**What is asked**: All lines from the one with "the flower center, put" to the end need to be copied exactly, with nothing before them.

**Supplied records**:
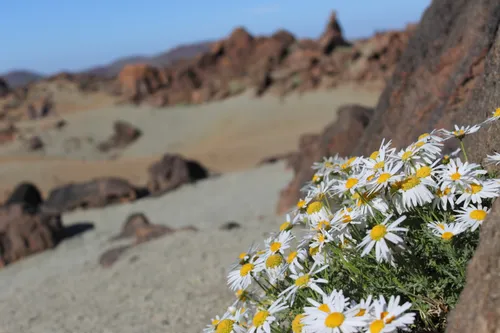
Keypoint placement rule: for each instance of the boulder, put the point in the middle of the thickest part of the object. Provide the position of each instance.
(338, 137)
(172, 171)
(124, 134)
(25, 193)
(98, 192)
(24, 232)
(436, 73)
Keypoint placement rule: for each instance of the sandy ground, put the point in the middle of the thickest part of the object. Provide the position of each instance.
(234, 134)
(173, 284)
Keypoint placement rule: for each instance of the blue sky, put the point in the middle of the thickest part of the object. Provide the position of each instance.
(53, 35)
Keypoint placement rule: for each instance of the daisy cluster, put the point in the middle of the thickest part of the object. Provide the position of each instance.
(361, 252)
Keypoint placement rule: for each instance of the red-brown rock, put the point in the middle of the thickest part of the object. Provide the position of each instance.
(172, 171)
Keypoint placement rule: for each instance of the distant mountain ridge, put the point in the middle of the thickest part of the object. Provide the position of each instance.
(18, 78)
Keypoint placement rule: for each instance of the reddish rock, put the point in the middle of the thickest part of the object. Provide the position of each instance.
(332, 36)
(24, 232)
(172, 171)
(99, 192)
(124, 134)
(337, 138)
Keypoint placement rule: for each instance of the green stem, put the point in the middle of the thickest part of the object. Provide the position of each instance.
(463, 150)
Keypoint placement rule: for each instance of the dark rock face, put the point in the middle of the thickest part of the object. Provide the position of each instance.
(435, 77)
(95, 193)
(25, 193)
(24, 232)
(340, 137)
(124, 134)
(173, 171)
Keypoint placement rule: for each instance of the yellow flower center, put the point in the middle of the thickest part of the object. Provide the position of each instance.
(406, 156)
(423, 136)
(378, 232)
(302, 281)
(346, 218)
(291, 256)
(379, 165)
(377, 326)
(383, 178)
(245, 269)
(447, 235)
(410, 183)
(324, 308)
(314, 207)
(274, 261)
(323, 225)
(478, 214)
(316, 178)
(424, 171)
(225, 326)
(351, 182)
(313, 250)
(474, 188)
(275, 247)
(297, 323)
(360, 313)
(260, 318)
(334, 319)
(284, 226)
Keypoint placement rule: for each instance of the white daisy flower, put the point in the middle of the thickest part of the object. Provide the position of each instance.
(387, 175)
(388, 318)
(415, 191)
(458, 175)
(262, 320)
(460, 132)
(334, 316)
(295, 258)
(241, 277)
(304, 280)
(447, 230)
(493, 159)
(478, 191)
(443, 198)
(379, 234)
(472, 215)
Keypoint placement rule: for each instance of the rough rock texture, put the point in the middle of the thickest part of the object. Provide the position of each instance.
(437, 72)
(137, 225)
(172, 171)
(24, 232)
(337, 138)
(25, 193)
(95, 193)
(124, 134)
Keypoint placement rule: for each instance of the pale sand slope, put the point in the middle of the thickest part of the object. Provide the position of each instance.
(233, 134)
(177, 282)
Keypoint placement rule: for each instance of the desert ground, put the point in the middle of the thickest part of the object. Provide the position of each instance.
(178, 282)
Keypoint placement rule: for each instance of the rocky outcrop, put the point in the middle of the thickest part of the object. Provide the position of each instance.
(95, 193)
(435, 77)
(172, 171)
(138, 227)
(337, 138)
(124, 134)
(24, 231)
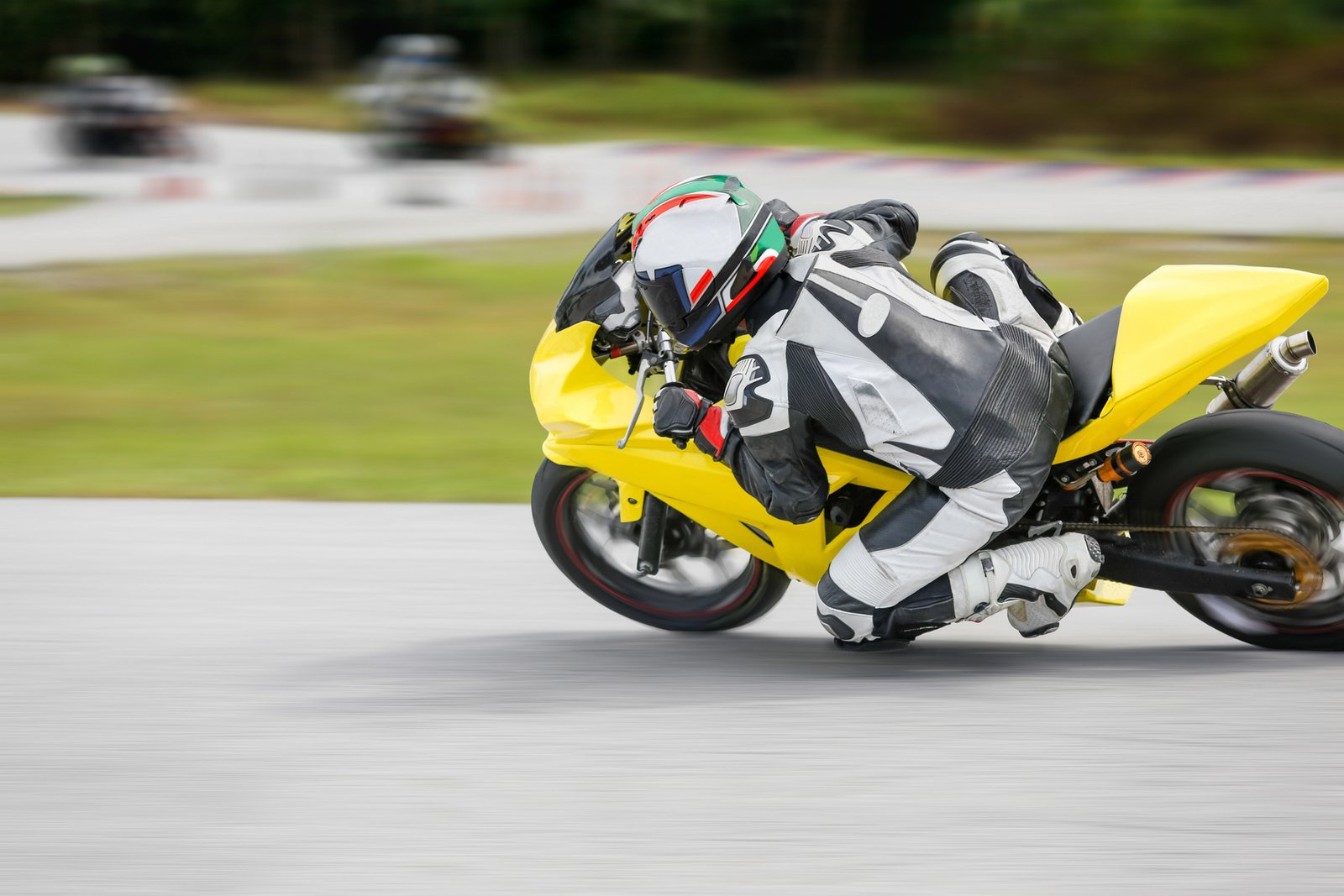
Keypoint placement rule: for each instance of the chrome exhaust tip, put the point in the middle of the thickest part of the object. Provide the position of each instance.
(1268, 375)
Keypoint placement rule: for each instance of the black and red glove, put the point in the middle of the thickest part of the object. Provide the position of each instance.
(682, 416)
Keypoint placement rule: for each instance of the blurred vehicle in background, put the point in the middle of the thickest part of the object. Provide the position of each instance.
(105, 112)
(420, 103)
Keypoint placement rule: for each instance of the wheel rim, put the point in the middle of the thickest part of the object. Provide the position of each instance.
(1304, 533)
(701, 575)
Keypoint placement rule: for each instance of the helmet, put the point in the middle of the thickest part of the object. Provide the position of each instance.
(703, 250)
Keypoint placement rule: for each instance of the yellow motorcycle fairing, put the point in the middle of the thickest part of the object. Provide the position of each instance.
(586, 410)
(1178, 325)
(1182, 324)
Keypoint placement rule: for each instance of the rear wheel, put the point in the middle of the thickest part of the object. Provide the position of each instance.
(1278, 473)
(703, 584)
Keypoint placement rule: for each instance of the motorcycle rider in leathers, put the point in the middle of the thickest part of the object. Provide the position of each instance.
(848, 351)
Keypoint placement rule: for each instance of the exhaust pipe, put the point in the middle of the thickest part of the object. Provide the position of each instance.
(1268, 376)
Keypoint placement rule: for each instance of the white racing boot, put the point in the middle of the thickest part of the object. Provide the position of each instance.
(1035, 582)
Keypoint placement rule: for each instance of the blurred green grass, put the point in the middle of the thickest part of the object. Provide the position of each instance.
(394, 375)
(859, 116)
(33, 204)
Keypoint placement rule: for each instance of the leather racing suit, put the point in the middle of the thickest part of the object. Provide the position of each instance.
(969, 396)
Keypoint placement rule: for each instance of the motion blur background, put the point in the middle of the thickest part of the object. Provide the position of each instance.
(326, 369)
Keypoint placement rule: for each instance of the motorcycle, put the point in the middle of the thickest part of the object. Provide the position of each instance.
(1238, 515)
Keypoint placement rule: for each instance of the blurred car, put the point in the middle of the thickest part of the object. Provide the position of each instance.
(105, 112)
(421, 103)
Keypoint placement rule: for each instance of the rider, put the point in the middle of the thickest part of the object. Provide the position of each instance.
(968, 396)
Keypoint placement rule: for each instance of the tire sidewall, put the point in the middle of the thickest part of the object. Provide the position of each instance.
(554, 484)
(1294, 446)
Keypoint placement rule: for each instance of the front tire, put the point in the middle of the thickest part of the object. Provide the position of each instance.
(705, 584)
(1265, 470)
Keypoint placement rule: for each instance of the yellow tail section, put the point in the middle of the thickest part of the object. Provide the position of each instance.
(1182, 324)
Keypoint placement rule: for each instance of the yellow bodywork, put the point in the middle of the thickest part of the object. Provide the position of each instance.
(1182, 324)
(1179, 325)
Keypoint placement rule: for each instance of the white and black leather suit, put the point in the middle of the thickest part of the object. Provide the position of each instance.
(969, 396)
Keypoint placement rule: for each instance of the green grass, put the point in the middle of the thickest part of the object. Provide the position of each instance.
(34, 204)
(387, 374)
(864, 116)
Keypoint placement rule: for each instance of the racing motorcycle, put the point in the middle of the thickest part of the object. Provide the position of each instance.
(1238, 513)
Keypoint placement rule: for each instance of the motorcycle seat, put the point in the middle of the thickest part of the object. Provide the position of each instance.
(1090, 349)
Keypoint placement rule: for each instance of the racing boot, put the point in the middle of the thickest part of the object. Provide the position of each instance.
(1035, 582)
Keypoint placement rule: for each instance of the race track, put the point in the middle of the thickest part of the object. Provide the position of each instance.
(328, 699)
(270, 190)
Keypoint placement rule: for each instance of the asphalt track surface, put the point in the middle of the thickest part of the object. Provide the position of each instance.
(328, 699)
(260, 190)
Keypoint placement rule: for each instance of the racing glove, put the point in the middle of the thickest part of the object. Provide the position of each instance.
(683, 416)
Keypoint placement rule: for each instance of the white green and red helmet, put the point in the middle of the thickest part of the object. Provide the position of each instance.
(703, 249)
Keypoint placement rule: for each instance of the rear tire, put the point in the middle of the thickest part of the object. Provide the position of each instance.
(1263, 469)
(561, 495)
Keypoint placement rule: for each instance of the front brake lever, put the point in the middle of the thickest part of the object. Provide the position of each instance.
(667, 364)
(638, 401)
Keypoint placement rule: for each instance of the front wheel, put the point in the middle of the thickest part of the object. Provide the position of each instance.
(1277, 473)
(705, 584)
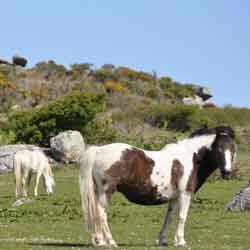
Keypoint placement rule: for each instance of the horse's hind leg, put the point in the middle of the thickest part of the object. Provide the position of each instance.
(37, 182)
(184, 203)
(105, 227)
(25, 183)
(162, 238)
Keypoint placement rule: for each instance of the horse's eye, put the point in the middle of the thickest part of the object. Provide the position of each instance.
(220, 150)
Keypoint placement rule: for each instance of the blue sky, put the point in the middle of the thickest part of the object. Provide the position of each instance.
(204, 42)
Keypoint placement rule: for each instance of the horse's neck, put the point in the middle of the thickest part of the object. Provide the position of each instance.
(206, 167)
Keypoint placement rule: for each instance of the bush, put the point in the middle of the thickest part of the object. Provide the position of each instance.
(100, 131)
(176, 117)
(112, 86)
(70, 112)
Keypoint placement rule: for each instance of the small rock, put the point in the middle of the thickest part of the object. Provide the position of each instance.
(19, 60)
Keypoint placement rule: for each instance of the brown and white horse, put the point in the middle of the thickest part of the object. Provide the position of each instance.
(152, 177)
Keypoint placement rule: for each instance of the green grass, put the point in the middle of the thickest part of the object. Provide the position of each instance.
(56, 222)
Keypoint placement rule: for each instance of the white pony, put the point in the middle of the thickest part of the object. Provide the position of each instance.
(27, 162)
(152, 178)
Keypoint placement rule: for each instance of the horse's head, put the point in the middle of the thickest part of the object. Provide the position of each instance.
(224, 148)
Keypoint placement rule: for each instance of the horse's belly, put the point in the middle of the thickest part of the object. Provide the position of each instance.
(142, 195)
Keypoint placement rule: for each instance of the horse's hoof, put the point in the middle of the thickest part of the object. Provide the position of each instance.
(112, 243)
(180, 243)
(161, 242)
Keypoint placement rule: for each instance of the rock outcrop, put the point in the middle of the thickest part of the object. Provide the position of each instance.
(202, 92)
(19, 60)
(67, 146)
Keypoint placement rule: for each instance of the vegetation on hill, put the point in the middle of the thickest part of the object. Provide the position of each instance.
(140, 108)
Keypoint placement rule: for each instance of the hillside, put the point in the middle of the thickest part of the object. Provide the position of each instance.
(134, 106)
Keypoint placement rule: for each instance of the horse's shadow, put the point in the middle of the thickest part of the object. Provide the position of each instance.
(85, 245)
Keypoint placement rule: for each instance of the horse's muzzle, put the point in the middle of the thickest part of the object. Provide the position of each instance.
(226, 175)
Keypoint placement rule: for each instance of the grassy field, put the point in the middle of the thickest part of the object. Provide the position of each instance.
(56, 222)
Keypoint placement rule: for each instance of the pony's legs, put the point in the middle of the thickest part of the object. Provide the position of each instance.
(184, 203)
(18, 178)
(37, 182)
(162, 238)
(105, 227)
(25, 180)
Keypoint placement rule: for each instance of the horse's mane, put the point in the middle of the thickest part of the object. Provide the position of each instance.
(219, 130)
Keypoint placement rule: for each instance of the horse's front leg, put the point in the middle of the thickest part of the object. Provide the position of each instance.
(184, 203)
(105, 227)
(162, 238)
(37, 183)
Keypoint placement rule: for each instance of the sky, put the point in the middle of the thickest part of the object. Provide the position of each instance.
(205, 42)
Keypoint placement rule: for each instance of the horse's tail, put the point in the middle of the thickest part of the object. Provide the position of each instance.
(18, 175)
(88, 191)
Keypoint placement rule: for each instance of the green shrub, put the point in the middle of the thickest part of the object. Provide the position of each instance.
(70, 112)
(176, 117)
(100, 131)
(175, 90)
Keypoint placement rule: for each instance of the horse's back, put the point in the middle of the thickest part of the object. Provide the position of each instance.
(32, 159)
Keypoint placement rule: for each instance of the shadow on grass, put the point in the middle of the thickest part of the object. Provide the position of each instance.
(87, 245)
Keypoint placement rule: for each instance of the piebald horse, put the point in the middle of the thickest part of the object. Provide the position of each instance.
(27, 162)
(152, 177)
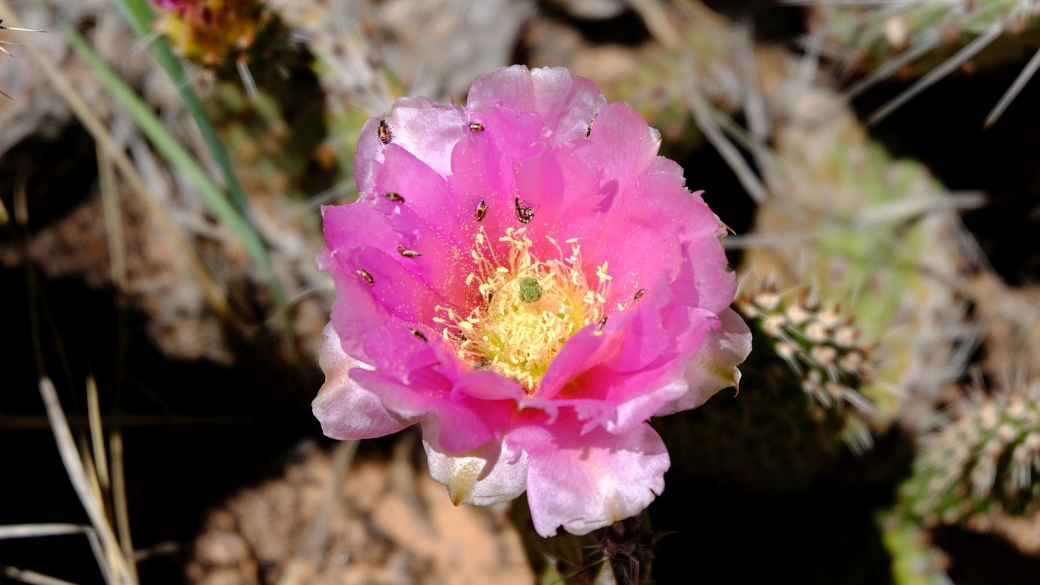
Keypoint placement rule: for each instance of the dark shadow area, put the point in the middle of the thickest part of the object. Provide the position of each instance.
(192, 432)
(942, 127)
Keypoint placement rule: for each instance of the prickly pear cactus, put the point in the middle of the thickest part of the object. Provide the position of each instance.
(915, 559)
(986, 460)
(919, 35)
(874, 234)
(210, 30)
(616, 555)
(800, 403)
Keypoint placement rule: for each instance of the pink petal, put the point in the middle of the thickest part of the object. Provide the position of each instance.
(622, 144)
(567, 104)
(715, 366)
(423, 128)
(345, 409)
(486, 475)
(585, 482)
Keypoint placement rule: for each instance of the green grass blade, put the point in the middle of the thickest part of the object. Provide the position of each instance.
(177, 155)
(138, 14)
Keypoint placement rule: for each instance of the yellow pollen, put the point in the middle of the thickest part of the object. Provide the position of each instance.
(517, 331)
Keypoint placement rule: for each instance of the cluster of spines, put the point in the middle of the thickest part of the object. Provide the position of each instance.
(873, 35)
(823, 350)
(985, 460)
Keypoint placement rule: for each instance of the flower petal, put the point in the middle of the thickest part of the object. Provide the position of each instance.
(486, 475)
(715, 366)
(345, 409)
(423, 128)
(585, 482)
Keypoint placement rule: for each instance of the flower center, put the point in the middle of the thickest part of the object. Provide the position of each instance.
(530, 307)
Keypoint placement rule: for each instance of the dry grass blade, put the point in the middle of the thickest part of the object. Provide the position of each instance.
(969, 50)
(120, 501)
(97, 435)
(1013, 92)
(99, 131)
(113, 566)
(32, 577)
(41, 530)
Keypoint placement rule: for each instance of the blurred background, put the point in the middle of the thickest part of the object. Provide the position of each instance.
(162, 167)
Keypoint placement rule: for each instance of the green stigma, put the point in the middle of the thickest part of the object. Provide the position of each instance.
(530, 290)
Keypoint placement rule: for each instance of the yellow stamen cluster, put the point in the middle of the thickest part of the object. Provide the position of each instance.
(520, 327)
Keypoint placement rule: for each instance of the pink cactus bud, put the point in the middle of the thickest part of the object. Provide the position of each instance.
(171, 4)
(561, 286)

**Problem solution**:
Keypoint placement rule: for each instance of the flower center, put the point in the middle of the thickest part of the object. Provide the position of each instance.
(530, 307)
Keypoint placement rule: for each instance of the dry grass blade, put the point in the middle of the thickest part of the object. Provide the position of each instance.
(969, 50)
(120, 501)
(97, 435)
(1013, 92)
(99, 131)
(113, 566)
(32, 577)
(41, 530)
Keypoint placement rule: for each instance of the blurred background, put the point in the middle of the thickest part of the object. Provide the position of each instance.
(162, 167)
Keypoint placement rule: for each instance of the green stigma, put the point in the middle of the thickest part of the object. Provide the position of each instance.
(530, 290)
Keypoint placement rule: for each instance of the yellow stamen cluster, put the point in the middle of the thickest part of the object. Provide the position of each instance.
(520, 327)
Keypoint placement rule: for each instance of the pink cactus bud, put the point in the middle of the thickest part of the object. Provide the position of each instance.
(171, 4)
(561, 286)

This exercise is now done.